■ **TASK INPUTS**:
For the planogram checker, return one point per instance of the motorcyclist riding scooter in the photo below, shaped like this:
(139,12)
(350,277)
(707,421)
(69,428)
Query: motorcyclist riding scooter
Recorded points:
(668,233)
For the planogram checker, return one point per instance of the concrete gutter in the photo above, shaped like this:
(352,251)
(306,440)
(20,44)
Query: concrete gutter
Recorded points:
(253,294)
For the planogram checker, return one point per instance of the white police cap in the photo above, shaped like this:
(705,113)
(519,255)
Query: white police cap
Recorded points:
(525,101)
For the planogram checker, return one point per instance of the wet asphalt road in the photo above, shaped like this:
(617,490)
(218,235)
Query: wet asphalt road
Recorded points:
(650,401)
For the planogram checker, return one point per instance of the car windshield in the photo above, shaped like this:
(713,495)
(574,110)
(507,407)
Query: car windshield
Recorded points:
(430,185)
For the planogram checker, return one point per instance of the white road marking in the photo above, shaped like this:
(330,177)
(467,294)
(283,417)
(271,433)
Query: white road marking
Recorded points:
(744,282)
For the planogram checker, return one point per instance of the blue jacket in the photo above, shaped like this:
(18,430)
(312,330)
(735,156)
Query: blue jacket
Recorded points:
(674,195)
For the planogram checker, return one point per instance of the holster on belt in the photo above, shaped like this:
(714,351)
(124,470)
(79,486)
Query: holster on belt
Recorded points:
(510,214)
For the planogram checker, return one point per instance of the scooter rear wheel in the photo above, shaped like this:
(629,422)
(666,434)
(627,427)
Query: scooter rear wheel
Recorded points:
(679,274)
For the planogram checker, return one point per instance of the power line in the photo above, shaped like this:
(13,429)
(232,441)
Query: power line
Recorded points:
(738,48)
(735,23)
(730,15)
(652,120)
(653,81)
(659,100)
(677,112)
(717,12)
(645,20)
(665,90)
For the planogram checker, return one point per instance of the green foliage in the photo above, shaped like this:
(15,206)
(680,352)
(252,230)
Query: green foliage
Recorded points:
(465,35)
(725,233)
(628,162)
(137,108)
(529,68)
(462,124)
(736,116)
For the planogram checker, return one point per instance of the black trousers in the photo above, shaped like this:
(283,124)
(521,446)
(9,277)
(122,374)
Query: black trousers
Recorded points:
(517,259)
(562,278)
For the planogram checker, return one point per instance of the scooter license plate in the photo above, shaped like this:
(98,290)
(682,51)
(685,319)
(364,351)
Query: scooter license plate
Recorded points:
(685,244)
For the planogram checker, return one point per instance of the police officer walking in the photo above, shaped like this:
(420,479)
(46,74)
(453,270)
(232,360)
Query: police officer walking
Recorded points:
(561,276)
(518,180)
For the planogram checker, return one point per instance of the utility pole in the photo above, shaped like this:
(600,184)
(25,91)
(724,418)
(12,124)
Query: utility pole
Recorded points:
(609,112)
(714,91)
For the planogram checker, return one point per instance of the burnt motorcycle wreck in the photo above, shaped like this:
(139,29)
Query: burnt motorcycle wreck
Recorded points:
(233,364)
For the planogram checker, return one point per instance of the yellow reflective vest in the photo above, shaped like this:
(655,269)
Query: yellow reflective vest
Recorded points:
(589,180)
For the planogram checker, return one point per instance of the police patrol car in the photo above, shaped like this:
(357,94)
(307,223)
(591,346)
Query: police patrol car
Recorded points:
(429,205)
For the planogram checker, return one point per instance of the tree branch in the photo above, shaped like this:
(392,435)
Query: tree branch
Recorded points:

■ **OBJECTIVE**: Without leaving anything out, give the entries again exactly.

■ **TASK OUTPUT**:
For the planogram checker, return one point per instance of the motorcyclist riding scooter in the photo below, shaped like this:
(139,12)
(350,277)
(707,421)
(69,428)
Query: motorcyclist riding scooter
Recorded points:
(668,233)
For the planogram checker, return one point per instance of the concrete gutter in the photo above, shaped like this:
(352,251)
(306,440)
(20,44)
Query: concrete gutter
Recorded points:
(253,294)
For the planogram checker, return one point per instance of the white police cap in the photo above, shaped like this:
(705,113)
(519,255)
Query: white police cap
Recorded points:
(525,101)
For the planogram checker, return one point per instance of the wet asphalt road in the photo above, shaped like this:
(617,490)
(218,235)
Query: wet asphalt road
Recorded points:
(650,401)
For the planogram checker, return one point per instance of the car windshield in the photo above, shaped like this:
(713,495)
(574,110)
(507,407)
Query: car windshield
Recorded points:
(430,185)
For the planogram checker, return one point per instance of the white road marking in the photo above, shaped like this:
(330,177)
(467,294)
(283,417)
(271,433)
Query: white road marking
Recorded points:
(744,282)
For the planogram checker, return one point per instance of the blue jacket in the photo above, shaped like this:
(18,430)
(312,330)
(735,156)
Query: blue jacket
Recorded points:
(674,195)
For the planogram checker, return one point per instance of the holster on belt in the photo above, shaped like this:
(714,351)
(124,470)
(79,486)
Query: holster on belt
Recorded points:
(510,214)
For the planogram checker, return one point per instance of the scooter rear wheel in the photo above, shaped like this:
(629,422)
(666,434)
(627,427)
Query: scooter rear wheel
Recorded points:
(679,274)
For the planogram checker, return one point per instance of the power line in the photo above, shaped like this:
(13,429)
(232,441)
Query: power line
Recorded points:
(738,48)
(735,23)
(730,15)
(652,120)
(653,81)
(659,100)
(677,112)
(717,12)
(645,20)
(665,90)
For the planogram checker, return one point per instance of the green foliage in the photo above, shaped like this:
(15,206)
(680,352)
(252,230)
Query: green foliage
Recorded points:
(465,35)
(725,233)
(628,162)
(137,108)
(529,68)
(462,124)
(736,116)
For the planogram checker, return one point per instance of the black trousers in the photo above, shaped like this:
(283,124)
(521,446)
(9,277)
(122,374)
Query: black trousers
Recorded points:
(517,259)
(562,278)
For the planogram checker, return one point per instance of the scooter license plate in the photo above, shaped like this:
(98,290)
(682,51)
(685,319)
(364,351)
Query: scooter license plate
Recorded points:
(685,244)
For the planogram checker, return one point per instance of the police officer walking in the photo above, shaped like this:
(420,479)
(46,74)
(453,270)
(232,360)
Query: police officer walking
Recorded points:
(561,276)
(518,180)
For the planogram checker, return one point per instance of the utility pole in the photo above, shaped like this:
(600,184)
(25,91)
(724,418)
(12,124)
Query: utility pole
Recorded points:
(609,112)
(714,91)
For the planogram checker, return one point per instance of the burnt motorcycle wreck in the photo above, shaped like this:
(139,29)
Query: burnt motorcycle wreck
Recorded points:
(233,364)
For the planogram checker, return one point per instance of the yellow reflective vest in the photo above, shaped like this:
(655,269)
Query: yellow reflective vest
Recorded points:
(589,180)
For the planogram checker, return one point per instance of the police patrol car in the photo above, shaped like this:
(357,94)
(307,223)
(591,346)
Query: police patrol car
Recorded points:
(429,205)
For the planogram checker, return one point per instance of the tree branch in the photo above, shaped like this:
(392,435)
Query: tree branch
Recorded points:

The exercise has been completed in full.